[Extracted records]
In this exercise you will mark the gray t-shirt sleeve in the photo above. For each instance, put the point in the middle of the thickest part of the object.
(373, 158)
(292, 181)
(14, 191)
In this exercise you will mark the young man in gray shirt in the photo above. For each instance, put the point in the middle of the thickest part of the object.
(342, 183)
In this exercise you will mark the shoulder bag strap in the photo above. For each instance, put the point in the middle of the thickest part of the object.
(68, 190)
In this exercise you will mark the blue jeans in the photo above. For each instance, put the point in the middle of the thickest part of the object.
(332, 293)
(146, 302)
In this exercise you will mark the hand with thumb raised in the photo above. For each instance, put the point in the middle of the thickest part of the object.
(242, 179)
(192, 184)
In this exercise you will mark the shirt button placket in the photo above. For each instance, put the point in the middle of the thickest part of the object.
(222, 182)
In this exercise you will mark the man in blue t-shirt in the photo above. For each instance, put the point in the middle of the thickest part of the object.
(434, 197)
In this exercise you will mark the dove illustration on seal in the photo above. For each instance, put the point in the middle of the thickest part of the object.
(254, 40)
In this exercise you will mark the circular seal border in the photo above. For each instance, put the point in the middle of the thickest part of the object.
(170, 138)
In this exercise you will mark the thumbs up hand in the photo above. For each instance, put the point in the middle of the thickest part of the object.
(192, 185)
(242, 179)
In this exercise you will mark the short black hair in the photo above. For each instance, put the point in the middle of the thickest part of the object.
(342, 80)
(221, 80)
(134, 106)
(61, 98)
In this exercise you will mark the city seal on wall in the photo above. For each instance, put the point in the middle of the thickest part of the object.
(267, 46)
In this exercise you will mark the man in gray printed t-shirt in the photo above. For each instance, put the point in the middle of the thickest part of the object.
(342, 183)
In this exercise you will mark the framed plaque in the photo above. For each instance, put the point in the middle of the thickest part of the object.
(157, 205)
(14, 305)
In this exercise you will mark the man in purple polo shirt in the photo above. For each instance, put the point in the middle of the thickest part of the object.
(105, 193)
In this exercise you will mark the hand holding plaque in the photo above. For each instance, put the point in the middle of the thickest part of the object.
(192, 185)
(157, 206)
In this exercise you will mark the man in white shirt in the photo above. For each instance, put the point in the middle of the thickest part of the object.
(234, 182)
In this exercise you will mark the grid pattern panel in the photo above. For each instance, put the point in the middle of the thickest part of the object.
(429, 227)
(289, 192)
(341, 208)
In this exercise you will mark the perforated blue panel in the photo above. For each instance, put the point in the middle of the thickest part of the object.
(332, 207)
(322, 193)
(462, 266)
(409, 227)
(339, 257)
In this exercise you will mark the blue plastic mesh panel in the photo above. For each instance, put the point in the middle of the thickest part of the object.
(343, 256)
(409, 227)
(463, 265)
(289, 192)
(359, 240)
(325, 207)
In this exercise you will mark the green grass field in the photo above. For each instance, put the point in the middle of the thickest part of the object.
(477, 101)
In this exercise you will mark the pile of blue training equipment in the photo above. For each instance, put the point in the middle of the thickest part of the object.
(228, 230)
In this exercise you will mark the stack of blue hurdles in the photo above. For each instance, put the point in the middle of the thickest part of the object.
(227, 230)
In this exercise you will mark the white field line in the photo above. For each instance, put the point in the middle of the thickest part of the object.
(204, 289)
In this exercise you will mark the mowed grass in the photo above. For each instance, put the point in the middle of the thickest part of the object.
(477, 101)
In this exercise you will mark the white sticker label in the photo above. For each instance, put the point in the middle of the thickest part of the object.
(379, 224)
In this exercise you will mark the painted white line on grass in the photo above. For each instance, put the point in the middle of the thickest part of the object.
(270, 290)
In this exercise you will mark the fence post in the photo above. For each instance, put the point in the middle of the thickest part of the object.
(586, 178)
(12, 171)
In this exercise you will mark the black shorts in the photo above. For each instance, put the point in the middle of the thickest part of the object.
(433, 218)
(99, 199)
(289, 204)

▶ _Requirements_
Return what is listed above, exactly and completely.

▶ _Task output_
In this exercise you will mark the gray t-shirt sleeve in the photo above. For each instance, put the point in the middle of the thickest part of the object.
(373, 158)
(292, 181)
(14, 191)
In this exercise you will mark the young man in gray shirt in the photo above. For each instance, put the point in the middle of the thickest part of the object.
(342, 183)
In this exercise you will mark the shoulder bag strap in the photo above. For each instance, put the point in the middle of the thickest part of the object.
(68, 190)
In this exercise you will mark the blue jeans in the photo above. For each instance, put the point in the middle of the thickest part of the object.
(332, 293)
(146, 302)
In this exercise you will mark the hand with thumb raised in the photo above. For each instance, put the point in the middle of the thickest part of the object.
(242, 179)
(192, 184)
In this exercise you will mark the shirt button placket in the photo above. For each instance, put the point in the middle of the thickest part of the object.
(222, 182)
In this exercise you will mark the man in blue t-shirt in the photo above. For each instance, put the point in the middle of the thickest part of the object.
(434, 197)
In this exercise you will mark the dove illustration on seal in the photo above. For each instance, put the point in the middle of the thickest part of the object.
(254, 40)
In this exercise you will mark the circular seal border in the photo above. For each instance, put the point in the middle of the thickest part of the object.
(170, 138)
In this exercise you will mark the thumbs up hand in the photo above. For each instance, put the point in the middle of the thickest part of the object.
(192, 185)
(242, 179)
In this exercise you will mark the short black hair in the photo above. For each instance, put the point in the middle of the thickest part of the object.
(342, 80)
(221, 80)
(134, 106)
(61, 98)
In this exercise you will mark the city seal on wall in the photo above. For each instance, put the point in the middle of the thickest part of the object.
(267, 46)
In this exercise you will mark the man in gray printed t-shirt in the photo above. For each instance, put the point in the middle of the thickest part of the object.
(342, 183)
In this exercise you will mark the framed plaque in the photo above. For each instance, put the point in the middle of the thickest part of the object.
(157, 205)
(14, 305)
In this exercise you will mark the man in purple polo shirt in the photo above. For each instance, put the point in the middle of the thickest part of the object.
(105, 193)
In this exercise you will mark the hand holding plaque in the photo above. For each instance, put the point in the middle of the thickest part of the object.
(192, 185)
(157, 206)
In this exercise you will mark the man in white shirt in the photo above. For each instance, put the point in the middle of the thickest part of the object.
(234, 182)
In this exercise you will mark the grid pattern panel in the photo above. For each instance, put the point in the middle of the thickest part of the object.
(429, 227)
(289, 192)
(341, 208)
In this exercise you will mark the perforated blue panel in the photo above. For each instance, put the point in the middle of the thickest part of the object.
(332, 207)
(322, 193)
(462, 266)
(409, 227)
(339, 257)
In this exercise you will mark the blue plastic mesh panel in the photo above. For each instance, put the point in the middle of the thickest part of the object.
(343, 256)
(409, 227)
(463, 265)
(289, 192)
(359, 240)
(325, 207)
In this exercise you will mark the green grass field in the photo above. For each instance, put the point in the middle of the thickest part of the object.
(477, 101)
In this exercise you will mark the pile of blue training equipment in the photo above. For each instance, put the point in the middle of the thickest part of the object.
(228, 230)
In this exercise you will mark the stack of blue hurdles in the photo above. For each instance, put the point in the middle of the thickest part of the object.
(227, 230)
In this exercise you will mark the white field line in the photo above. For each instance, put the point in the middle of the thickest part of the object.
(204, 289)
In this exercise you will mark the mowed grass in the photo above. For each instance, put the point in the middle of the thickest part of the object.
(477, 101)
In this exercise you will mark the white sticker label in the photo above. For each instance, put the point in the middle of the thickest part of the object.
(379, 224)
In this exercise you will mark the painted white line on grass in the photo above. For each instance, put the point in the middle of the thickest part of the object.
(270, 290)
In this exercise you will mark the fence post in the photo above. For each instance, put the point in the middle of the thickest part of the object.
(586, 178)
(12, 171)
In this exercise you will mark the black shorts in the photo above. For each instance, put the point in the middle of the thickest part of the object.
(433, 218)
(99, 199)
(289, 204)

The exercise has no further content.